### Daftar Tugas
A – Berdasarkan kutipan tentang kebijakan luar negeri Yoon dan Lee, pada pemilihan tahun berapa Lee kalah tipis dari Yoon?
B – Rangkumlah kutipan tentang kebijakan luar negeri Yoon dan Lee dalam dua kalimat.
C – Sambung kutipan tentang kebijakan luar negeri Yoon dan Lee, mulai setelah kalimat terakhirnya.

### Kutipan Bacaan
☆ ☆ ☆ ☆ ☆
Mantan Presiden Yoon Suk Yeol, seorang konservatif yang dimakzulkan dan dicopot dari jabatannya karena dekrit darurat militer yang berlaku singkat pada bulan Desember, telah mendukung Washington, mengambil sikap keras terhadap Korea Utara, dan memperbaiki hubungan dengan Jepang.
Lee, yang kalah tipis dari Yoon dalam pemilihan 2022, telah lama bersikap lebih skeptis terhadap aliansi AS, berjanji untuk terlibat dengan Korea Utara, dan sangat kritis terhadap pemulihan hubungan Yoon dengan Jepang.
Ia membuat gebrakan di jalur kampanye dengan mengatakan Korea Selatan harus menjaga jarak dari konflik Tiongkok-Taiwan, kemudian menegaskan bahwa ia tidak pro-Beijing.
Namun, dengan condong ke tengah dalam upaya untuk memenangkan suara moderat, Lee memuji aliansi AS dan mengatakan bahwa ia akan melanjutkan kerja sama trilateral dengan Jepang dan Amerika Serikat, yang dipandang di Washington sebagai hal penting untuk melawan Tiongkok dan Korea Utara.
"Pemerintahan Yoon mengklaim menjunjung tinggi nilai-nilai demokrasi dalam kebijakan luar negeri sambil menjalankan taktik otoriter di dalam negeri," Wi Sung-lac, seorang anggota parlemen yang menasihati Lee tentang kebijakan luar negeri, mengatakan kepada Reuters.
☆ ☆ ☆ ☆ ☆
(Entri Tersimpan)

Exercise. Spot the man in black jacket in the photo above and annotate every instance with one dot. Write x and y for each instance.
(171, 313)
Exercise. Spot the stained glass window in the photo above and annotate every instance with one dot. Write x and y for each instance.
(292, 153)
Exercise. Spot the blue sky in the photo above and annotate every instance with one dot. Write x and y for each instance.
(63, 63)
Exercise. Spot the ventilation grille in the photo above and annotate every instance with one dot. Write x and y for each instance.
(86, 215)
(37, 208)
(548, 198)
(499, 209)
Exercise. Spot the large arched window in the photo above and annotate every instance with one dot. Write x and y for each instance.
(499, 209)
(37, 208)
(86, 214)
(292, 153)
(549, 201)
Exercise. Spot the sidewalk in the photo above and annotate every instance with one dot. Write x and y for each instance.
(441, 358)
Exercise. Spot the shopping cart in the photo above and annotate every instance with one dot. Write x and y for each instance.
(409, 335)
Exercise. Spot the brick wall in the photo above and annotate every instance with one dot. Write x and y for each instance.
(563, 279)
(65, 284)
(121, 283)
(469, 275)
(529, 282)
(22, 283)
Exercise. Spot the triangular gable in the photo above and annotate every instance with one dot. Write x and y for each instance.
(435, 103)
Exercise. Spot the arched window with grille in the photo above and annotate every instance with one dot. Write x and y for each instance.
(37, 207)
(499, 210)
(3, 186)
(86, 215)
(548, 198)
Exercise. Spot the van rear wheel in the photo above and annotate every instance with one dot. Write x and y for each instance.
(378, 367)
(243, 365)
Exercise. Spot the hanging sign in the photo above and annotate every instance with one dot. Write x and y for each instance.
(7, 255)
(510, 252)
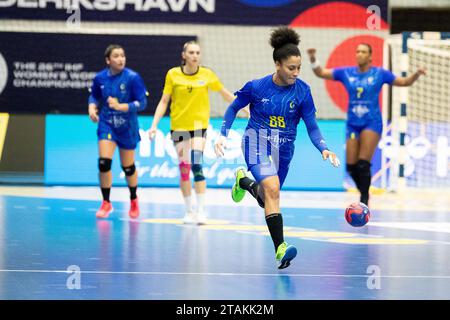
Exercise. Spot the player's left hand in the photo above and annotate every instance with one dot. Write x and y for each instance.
(220, 146)
(114, 104)
(421, 71)
(326, 154)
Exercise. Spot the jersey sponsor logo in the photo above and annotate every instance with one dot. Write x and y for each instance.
(192, 6)
(3, 73)
(116, 121)
(266, 3)
(360, 110)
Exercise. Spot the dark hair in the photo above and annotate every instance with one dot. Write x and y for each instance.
(110, 48)
(285, 43)
(368, 46)
(185, 45)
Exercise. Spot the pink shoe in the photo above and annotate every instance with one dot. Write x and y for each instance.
(134, 209)
(104, 210)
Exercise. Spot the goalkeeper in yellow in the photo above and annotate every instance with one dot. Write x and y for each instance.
(187, 88)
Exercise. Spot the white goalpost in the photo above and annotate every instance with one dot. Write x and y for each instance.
(416, 148)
☆ ☆ ☆ ☆ ☆
### Jawaban
A – Pada pemilihan 2022.

B – Yoon Suk Yeol, seorang konservatif yang dimakzulkan karena dekrit darurat militer, mendukung Washington, bersikap keras terhadap Korea Utara, dan memperbaiki hubungan dengan Jepang. Lee lama bersikap lebih skeptis terhadap aliansi AS dan kritis terhadap pendekatan Yoon ke Jepang, tetapi untuk meraih suara moderat ia memuji aliansi AS dan berjanji melanjutkan kerja sama trilateral dengan Jepang dan Amerika Serikat.

C –
"Sebaliknya, jika Partai Demokrat menang, pemerintahan yang baru akan siap untuk benar-benar membela demokrasi dan memimpin kebijakan luar negeri yang didasarkan pada nilai-nilai tersebut, yang dibuktikan dengan sejarah panjang perjuangannya untuk hak-hak demokrasi di Korea."
SKEPTISME DI WASHINGTON
Beberapa pihak di Washington bertanya-tanya apakah perubahan sikap Lee pada berbagai isu akan bertahan lama, dan bagaimana pandangannya mungkin berbenturan dengan Presiden AS Donald Trump, yang telah mengenakan tarif kepada Korea Selatan, mendesaknya untuk membayar lebih untuk 28.500 tentara yang ditempatkan di sana, dan meningkatkan persaingan dengan Tiongkok.
"Masih ada skeptisisme besar bahwa Lee benar-benar akan menyimpang dari advokasi sebelumnya untuk rekonsiliasi dengan Tiongkok dan Korea Utara, permusuhan nasionalis terhadap Jepang, dan lebih banyak independensi dalam aliansinya dengan Amerika Serikat," kata Bruce Klingner, mantan analis CIA yang sekarang bekerja di Washington`s Heritage Foundation.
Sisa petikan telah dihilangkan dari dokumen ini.